Start of Reading passage

Suppression of miR165/166 by SYNV-STTM165/166 in N. benthamiana. (A) Schematic representation of base pairing between the STTM165/166 and miR165/166. The black arch represents the 48-nt stem-loop linker. (B) Phenotypes of plants infected with SYNV-STTM165/166 at 10 dpsi. Note: oval-shape and splitting along the edges of the blades of young emerging leaves, and downward bending of the midribs toward the stem. (C,D) Relative accumulation of miR165/166 (C) and miR165/166 target gene TC21810 (D) in systemically infected leaf tissue at 10 dpsi. Data are the means of three infected plants (n = 3). Error bars represent the standard deviation (± SD). Double asterisk (**) indicate significant difference at p < 0.01 according to Student’s t-test.

End of Reading passage

Task instructions - Reproduce the entire figure caption above on suppressing miR165/166 in N. benthamiana, word for word.

Start of Material shown

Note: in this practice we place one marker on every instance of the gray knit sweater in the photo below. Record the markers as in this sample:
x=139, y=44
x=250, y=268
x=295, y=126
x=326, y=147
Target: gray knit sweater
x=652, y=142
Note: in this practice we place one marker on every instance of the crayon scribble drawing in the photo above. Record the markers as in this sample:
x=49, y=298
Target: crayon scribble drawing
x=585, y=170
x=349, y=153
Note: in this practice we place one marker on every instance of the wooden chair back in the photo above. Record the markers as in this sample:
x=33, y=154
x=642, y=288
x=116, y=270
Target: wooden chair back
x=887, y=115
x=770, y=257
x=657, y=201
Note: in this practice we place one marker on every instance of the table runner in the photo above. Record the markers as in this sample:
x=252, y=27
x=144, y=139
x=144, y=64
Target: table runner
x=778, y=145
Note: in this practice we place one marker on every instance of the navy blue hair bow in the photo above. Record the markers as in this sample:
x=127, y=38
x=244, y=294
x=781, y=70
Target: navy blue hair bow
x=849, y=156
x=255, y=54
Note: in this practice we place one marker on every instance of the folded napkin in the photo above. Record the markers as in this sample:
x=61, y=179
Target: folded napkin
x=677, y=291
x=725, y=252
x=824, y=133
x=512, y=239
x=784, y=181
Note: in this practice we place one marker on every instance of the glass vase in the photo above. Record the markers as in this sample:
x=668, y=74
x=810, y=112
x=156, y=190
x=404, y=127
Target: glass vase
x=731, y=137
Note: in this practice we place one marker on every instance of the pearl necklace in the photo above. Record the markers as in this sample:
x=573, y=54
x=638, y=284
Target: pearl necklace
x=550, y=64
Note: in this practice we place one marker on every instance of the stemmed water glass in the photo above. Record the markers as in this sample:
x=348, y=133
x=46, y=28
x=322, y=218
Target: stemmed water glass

End of Material shown

Exercise solution -
Suppression of miR165/166 by SYNV-STTM165/166 in N. benthamiana. (A) Schematic representation of base pairing between the STTM165/166 and miR165/166. The black arch represents the 48-nt stem-loop linker. (B) Phenotypes of plants infected with SYNV-STTM165/166 at 10 dpsi. Note: oval-shape and splitting along the edges of the blades of young emerging leaves, and downward bending of the midribs toward the stem. (C,D) Relative accumulation of miR165/166 (C) and miR165/166 target gene TC21810 (D) in systemically infected leaf tissue at 10 dpsi. Data are the means of three infected plants (n = 3). Error bars represent the standard deviation (± SD). Double asterisk (**) indicate significant difference at p < 0.01 according to Student’s t-test.